Directions:
Reproduce the material verbatim, starting with its first line and going on through the line with "(1050, 503)", leaving the pictures out of your answer.
* * * * * * * * *
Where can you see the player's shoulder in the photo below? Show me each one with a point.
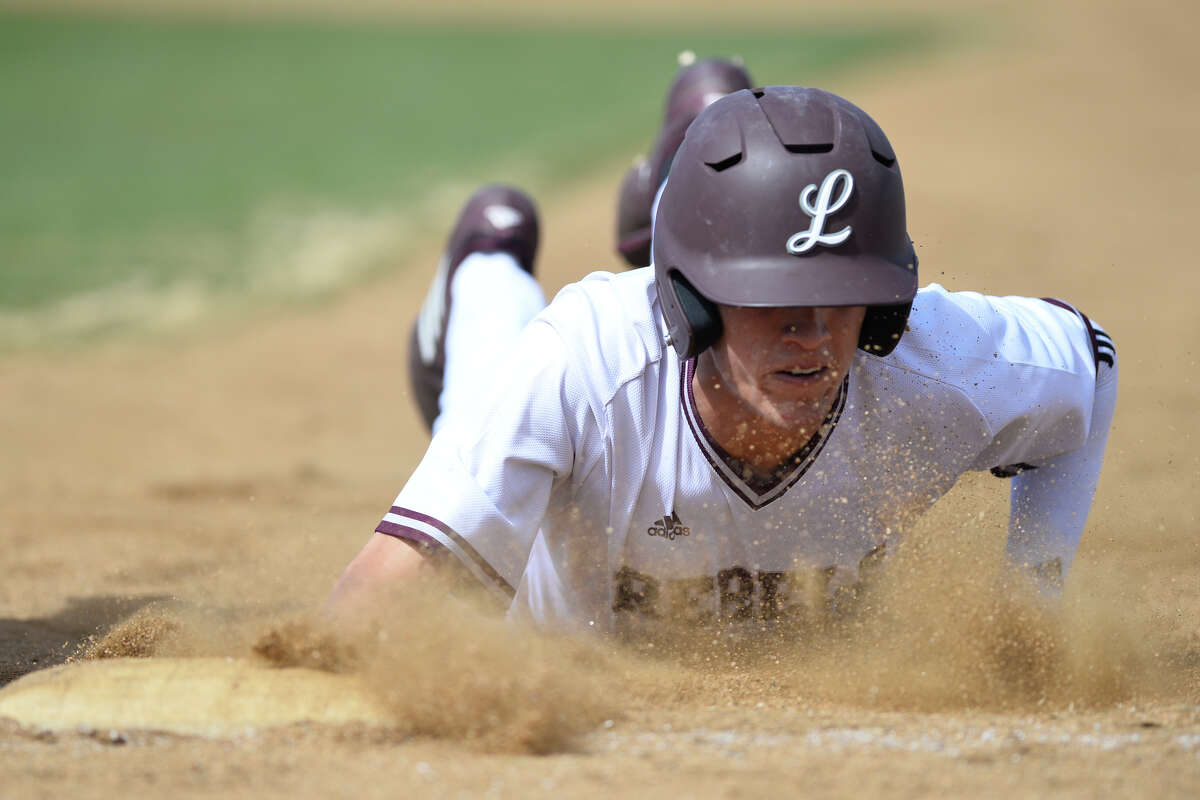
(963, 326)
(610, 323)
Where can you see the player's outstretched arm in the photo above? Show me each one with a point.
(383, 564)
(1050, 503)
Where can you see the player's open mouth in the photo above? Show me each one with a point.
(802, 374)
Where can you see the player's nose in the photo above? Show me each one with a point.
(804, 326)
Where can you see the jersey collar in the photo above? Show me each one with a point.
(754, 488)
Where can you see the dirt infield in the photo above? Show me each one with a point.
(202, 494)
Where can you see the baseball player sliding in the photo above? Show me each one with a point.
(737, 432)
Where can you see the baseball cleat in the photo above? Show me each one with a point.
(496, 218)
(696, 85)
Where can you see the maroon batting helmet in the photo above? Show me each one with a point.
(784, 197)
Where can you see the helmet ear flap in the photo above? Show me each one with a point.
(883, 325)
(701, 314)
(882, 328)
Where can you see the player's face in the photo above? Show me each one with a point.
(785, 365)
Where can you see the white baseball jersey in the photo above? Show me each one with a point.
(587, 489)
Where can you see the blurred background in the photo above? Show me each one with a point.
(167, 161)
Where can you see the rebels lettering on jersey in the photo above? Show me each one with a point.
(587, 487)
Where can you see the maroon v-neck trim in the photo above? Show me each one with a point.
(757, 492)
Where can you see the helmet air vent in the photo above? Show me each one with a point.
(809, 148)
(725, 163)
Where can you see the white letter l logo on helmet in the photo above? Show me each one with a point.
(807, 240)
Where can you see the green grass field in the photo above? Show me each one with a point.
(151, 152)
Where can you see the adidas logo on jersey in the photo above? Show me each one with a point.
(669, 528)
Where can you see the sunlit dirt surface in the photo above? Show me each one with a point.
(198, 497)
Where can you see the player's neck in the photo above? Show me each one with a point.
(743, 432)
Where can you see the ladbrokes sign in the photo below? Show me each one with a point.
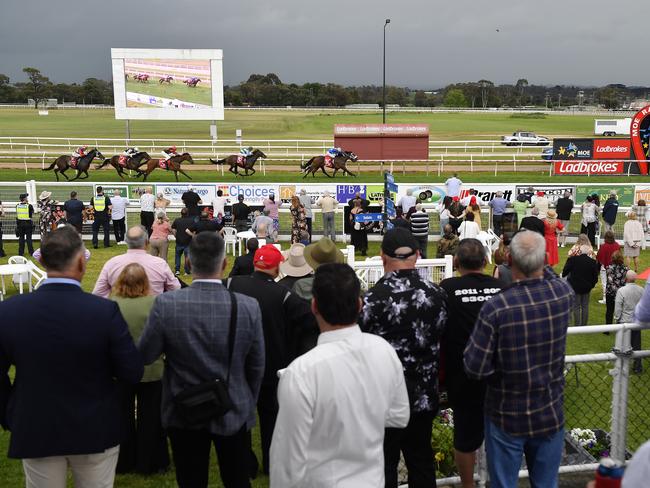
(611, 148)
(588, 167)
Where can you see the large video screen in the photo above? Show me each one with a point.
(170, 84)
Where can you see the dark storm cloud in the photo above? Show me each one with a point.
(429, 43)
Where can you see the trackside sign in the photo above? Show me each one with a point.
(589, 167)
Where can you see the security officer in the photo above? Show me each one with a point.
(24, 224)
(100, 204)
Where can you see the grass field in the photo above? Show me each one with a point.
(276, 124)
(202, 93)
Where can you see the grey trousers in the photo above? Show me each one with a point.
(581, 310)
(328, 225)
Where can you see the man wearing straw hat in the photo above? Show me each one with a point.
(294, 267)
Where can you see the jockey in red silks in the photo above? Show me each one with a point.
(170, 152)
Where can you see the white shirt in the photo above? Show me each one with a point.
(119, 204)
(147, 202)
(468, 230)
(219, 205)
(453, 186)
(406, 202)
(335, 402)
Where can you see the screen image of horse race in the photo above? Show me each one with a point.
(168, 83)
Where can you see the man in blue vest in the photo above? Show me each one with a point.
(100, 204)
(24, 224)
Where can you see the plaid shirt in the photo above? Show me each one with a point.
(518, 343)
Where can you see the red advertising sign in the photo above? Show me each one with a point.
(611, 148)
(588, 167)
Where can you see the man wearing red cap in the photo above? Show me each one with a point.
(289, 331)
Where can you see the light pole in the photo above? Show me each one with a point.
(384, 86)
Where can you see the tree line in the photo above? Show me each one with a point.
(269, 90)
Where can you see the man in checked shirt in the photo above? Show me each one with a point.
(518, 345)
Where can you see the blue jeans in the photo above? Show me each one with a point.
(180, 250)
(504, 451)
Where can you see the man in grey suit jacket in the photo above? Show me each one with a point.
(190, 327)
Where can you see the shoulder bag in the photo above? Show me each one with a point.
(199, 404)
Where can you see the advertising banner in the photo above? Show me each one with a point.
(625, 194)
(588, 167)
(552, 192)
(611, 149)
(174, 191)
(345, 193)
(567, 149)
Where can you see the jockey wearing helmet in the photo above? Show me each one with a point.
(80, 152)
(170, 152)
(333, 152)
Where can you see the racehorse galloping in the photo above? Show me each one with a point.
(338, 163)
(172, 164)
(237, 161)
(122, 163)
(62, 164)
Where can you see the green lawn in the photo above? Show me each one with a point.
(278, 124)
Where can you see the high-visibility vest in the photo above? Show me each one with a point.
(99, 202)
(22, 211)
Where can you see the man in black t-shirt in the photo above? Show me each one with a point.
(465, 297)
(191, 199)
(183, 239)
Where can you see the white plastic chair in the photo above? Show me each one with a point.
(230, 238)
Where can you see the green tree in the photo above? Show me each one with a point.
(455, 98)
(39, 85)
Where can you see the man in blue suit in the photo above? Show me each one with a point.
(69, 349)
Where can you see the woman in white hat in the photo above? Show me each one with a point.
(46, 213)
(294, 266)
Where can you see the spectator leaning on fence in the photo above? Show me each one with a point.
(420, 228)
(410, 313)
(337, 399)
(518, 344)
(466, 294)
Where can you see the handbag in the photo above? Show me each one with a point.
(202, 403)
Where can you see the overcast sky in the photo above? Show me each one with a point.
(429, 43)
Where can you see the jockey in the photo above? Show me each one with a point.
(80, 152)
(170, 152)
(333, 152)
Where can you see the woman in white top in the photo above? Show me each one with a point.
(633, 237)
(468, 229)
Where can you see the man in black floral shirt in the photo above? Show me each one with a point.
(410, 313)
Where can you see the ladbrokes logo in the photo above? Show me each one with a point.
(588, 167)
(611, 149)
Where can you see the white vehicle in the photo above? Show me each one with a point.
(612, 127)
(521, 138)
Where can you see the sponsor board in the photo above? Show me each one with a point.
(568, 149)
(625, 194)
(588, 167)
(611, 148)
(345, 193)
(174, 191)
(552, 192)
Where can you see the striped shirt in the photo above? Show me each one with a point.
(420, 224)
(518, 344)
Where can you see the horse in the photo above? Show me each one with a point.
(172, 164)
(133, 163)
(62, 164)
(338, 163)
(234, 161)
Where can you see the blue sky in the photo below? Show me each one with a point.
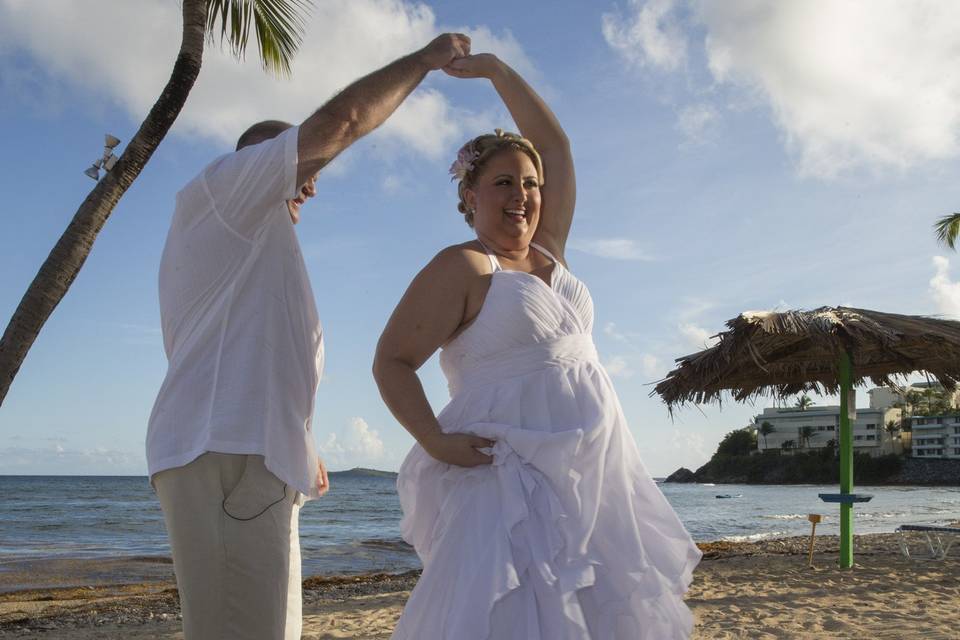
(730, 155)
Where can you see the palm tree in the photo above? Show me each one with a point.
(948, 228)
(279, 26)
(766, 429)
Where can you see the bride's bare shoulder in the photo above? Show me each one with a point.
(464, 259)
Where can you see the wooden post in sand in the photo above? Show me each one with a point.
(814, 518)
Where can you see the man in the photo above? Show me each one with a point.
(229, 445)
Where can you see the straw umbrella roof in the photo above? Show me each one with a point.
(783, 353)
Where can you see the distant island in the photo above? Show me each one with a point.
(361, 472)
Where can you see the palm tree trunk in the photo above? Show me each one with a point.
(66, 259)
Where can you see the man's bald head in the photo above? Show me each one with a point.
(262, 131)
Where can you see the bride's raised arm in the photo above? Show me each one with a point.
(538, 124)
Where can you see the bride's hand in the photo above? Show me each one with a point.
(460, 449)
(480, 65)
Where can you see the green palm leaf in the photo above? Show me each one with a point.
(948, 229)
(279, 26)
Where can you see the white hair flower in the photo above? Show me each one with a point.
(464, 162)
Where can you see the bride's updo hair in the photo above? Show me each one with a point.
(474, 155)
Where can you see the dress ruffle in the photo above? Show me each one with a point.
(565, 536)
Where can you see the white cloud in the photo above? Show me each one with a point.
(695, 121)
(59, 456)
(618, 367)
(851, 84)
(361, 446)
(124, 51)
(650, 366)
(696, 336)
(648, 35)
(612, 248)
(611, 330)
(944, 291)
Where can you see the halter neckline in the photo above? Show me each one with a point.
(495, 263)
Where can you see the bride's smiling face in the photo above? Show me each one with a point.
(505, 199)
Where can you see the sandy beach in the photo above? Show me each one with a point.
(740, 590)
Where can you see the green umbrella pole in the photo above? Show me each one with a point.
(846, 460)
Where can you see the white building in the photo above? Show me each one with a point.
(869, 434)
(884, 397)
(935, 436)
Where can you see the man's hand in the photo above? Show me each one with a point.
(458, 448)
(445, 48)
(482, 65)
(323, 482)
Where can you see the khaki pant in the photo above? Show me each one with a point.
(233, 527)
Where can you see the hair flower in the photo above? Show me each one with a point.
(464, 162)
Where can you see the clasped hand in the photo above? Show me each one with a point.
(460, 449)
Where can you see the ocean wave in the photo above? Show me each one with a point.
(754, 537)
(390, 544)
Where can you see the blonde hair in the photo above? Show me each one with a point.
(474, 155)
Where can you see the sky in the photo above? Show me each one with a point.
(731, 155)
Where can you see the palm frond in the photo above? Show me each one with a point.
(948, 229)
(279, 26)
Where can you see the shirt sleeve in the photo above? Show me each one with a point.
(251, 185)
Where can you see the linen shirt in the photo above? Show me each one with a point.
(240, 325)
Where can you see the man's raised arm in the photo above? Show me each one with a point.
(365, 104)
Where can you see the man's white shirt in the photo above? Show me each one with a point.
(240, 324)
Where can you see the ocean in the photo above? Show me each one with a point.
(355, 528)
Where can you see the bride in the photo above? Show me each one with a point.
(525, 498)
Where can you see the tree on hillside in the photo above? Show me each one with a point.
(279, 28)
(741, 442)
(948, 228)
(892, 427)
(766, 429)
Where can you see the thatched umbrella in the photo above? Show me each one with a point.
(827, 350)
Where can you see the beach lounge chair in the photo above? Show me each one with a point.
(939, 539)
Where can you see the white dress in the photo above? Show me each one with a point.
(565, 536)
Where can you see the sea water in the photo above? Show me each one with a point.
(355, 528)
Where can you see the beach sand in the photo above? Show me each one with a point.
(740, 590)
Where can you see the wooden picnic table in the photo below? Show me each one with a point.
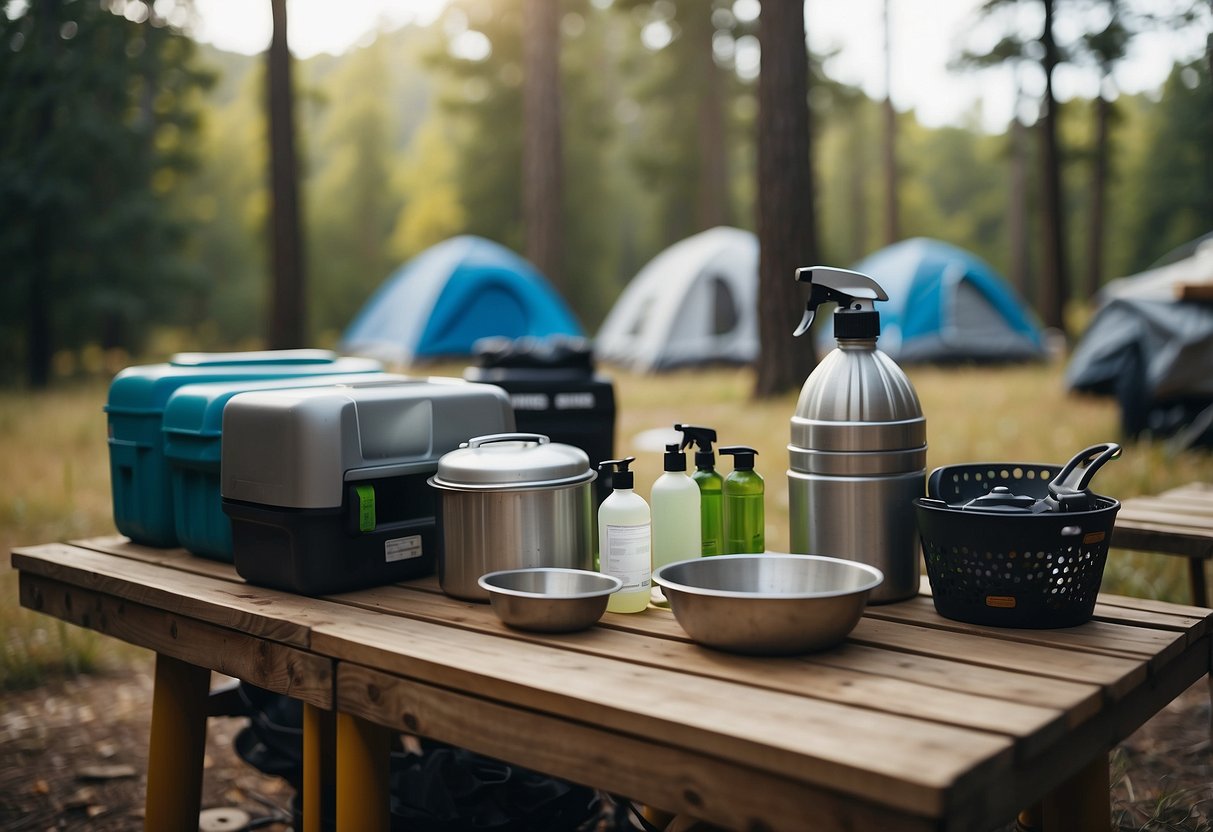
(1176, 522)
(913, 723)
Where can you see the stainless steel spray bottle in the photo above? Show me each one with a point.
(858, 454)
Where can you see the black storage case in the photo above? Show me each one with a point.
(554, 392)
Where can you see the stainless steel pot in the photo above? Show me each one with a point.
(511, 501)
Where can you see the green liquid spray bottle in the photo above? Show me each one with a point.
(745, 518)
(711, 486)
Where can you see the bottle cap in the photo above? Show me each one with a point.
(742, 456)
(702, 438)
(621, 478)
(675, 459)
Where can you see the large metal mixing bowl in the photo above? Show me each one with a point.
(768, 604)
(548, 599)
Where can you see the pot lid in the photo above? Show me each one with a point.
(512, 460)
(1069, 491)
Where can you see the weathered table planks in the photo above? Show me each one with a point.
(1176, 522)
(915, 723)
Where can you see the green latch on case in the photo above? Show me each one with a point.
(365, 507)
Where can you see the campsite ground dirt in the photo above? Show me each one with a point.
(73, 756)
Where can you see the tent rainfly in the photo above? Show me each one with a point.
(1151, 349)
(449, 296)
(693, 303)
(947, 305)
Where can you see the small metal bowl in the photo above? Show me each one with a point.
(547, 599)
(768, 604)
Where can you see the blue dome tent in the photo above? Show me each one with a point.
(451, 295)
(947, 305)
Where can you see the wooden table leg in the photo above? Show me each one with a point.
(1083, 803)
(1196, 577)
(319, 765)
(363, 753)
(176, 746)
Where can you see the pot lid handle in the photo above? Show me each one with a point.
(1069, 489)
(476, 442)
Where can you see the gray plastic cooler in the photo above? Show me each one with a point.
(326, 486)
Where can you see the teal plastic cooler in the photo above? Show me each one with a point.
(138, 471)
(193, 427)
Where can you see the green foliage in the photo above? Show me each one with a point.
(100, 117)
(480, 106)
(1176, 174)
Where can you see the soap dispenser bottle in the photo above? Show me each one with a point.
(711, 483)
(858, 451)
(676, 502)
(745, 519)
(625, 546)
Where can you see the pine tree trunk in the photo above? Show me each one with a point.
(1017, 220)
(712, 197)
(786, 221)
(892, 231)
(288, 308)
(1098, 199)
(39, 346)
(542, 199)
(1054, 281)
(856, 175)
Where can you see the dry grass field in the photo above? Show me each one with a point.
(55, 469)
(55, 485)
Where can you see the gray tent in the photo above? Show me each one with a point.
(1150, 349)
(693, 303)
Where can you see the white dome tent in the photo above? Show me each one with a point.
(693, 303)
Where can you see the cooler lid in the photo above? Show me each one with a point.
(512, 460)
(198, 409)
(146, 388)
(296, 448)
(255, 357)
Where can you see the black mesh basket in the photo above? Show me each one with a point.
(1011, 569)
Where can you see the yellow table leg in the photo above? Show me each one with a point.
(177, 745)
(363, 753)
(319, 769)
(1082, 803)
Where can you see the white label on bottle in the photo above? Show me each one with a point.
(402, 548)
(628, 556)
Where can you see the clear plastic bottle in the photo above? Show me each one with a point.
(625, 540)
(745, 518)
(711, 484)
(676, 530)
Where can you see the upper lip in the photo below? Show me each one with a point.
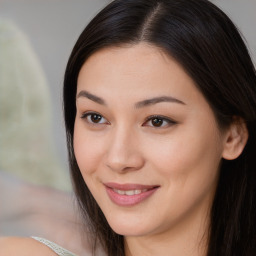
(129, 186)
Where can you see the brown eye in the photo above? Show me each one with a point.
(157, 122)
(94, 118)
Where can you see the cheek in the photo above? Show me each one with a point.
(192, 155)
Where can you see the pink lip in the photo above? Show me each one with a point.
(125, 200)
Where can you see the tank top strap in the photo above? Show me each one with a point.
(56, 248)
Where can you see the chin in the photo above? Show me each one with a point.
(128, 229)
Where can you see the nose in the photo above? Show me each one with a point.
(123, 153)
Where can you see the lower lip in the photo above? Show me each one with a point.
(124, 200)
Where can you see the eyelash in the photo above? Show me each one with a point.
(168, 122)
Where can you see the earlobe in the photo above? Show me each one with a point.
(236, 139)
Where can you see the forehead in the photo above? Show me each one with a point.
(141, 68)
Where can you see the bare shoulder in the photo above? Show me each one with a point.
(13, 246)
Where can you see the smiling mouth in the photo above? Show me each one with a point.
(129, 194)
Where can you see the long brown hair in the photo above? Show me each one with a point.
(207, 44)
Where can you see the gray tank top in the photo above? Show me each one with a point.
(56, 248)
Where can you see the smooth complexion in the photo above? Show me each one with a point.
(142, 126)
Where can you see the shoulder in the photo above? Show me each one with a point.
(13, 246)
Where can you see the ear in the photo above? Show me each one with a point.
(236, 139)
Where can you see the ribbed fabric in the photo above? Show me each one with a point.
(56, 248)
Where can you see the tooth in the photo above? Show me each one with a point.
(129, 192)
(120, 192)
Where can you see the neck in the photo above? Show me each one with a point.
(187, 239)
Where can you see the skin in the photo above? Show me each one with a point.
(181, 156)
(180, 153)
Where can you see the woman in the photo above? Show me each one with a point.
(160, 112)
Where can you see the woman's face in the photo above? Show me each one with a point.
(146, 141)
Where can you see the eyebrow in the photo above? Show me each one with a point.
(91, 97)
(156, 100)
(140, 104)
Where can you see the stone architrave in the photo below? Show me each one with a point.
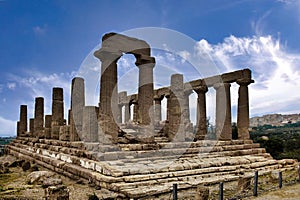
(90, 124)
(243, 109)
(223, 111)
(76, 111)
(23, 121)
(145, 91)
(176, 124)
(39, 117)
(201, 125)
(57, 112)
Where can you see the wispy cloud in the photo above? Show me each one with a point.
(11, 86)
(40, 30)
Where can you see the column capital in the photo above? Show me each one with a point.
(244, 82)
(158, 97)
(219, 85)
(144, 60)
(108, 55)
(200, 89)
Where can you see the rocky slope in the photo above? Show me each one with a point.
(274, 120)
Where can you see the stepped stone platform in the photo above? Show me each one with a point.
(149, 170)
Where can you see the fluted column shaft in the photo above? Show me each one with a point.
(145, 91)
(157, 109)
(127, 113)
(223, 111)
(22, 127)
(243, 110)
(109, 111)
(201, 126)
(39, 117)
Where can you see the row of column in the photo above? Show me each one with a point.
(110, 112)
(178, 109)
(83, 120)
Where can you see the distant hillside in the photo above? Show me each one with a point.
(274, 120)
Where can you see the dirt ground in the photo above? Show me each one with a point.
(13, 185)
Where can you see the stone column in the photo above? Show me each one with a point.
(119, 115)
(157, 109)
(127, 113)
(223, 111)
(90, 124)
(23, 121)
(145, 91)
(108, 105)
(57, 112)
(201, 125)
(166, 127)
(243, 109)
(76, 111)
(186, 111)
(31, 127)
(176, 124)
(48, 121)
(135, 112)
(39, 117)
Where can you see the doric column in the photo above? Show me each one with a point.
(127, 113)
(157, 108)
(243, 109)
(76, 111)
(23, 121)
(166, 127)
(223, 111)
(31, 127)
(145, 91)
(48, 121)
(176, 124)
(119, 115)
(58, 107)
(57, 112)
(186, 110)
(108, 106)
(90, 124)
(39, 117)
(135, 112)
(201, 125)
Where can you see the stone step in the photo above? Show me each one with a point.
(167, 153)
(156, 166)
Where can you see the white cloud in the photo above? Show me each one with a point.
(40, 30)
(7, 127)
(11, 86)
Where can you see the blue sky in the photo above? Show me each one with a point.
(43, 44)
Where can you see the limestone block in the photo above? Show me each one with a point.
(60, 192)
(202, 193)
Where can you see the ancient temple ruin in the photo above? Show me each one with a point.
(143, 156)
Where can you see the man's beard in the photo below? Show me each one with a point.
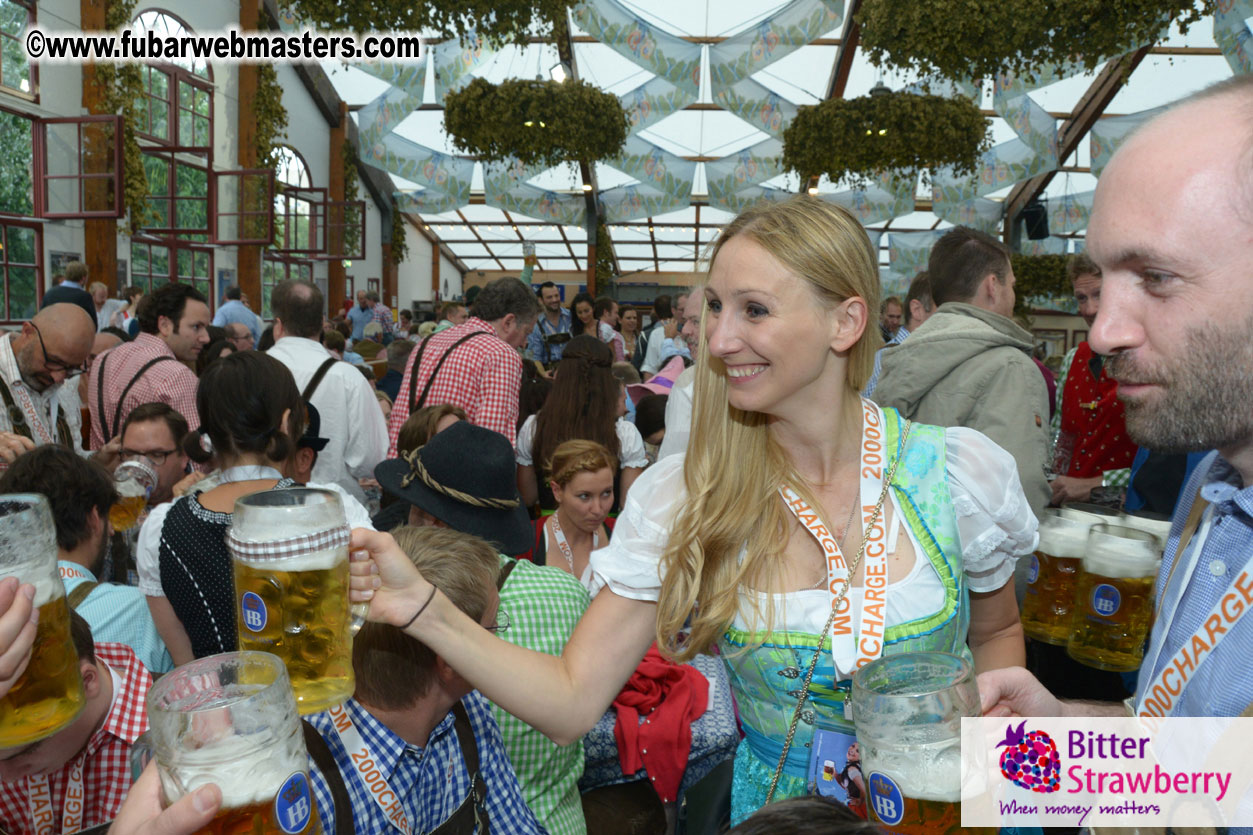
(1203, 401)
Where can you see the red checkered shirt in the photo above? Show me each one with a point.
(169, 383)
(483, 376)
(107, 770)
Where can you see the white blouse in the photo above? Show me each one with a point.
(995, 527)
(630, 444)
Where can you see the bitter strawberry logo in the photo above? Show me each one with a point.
* * * * * * * * *
Response:
Where can you see the player's shoulder in the photo below? Show me each one with a point.
(963, 326)
(610, 323)
Where can you see the player's outstretched arm in the photo above? Show me each one with a point.
(383, 564)
(1050, 503)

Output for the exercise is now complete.